Required action: Produce an exact copy of the lines from the line containing "Target: black sock" through the last line of the entries below, and only those lines.

Listed records:
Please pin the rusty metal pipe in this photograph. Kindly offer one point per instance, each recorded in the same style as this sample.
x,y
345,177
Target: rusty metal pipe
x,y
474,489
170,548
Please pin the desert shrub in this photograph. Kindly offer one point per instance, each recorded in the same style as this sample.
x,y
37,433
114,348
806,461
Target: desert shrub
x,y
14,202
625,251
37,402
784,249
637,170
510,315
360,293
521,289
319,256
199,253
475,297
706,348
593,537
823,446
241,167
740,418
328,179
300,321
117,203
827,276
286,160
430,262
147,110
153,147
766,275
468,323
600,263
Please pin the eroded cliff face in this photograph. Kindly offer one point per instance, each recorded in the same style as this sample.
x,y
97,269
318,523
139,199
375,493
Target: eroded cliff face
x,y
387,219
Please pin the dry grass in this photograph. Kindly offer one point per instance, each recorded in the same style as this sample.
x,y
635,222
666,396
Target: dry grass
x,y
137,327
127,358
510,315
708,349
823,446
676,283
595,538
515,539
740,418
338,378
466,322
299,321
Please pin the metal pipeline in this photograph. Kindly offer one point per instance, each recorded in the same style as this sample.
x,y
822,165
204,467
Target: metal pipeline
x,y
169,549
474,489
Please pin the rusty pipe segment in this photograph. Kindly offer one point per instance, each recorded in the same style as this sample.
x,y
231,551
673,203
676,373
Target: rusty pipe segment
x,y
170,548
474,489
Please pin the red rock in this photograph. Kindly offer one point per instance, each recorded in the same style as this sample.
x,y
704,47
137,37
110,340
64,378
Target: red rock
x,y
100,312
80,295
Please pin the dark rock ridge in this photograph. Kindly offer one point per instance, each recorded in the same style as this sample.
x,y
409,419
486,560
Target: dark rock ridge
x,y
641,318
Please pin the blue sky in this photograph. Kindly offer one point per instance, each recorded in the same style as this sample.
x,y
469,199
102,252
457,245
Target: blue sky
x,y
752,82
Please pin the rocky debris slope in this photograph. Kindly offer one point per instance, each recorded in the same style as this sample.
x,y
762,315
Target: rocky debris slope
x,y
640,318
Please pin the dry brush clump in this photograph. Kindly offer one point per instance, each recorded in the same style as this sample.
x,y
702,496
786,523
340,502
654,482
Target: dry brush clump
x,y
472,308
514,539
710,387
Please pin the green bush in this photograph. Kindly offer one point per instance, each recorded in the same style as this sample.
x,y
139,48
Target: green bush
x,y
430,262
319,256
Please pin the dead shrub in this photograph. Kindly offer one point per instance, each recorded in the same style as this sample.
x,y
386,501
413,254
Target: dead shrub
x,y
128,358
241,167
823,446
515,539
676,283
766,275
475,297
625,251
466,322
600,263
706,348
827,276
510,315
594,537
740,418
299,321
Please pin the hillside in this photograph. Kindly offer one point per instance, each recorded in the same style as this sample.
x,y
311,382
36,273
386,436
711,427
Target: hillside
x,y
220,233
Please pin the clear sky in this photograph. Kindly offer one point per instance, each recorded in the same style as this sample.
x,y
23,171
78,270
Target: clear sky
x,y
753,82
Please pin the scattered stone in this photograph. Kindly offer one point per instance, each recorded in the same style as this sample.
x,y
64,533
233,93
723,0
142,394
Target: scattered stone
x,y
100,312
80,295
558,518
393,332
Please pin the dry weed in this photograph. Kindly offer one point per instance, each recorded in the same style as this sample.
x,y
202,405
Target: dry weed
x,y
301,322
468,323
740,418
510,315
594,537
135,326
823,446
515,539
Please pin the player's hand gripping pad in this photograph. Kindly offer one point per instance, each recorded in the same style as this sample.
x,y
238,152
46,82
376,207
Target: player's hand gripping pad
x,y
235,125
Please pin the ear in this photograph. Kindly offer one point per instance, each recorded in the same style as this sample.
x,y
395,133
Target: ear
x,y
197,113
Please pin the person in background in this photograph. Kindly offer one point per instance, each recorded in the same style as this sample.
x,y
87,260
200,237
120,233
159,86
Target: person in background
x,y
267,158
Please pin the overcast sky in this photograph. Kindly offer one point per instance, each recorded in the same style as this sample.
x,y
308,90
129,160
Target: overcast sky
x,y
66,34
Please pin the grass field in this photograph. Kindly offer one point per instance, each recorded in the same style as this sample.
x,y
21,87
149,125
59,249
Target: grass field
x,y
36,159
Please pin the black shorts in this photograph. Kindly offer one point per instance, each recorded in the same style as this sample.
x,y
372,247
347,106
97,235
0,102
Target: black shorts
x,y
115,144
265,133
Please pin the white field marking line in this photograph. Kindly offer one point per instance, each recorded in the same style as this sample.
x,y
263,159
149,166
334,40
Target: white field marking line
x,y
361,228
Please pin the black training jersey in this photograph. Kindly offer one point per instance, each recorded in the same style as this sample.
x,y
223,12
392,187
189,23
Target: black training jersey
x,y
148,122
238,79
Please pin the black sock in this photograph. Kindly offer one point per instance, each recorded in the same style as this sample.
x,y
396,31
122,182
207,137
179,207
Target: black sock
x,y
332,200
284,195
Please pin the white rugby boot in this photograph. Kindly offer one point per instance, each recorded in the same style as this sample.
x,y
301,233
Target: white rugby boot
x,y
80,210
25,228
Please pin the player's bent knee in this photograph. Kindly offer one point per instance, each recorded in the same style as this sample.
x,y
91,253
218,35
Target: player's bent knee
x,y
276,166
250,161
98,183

Task result:
Target: black sock
x,y
332,200
284,195
Please pin the white rugby boot in this photograph. Kindly offer one point per instance, each recorded in the same style as this sample.
x,y
301,233
Target: white rugby boot
x,y
80,210
25,228
Please pin the player's bent knee in this photograph. Kindly offer one point per instance, each recorded in the same style as this sample.
x,y
91,253
218,35
Target: player's bent knee
x,y
276,166
250,161
98,183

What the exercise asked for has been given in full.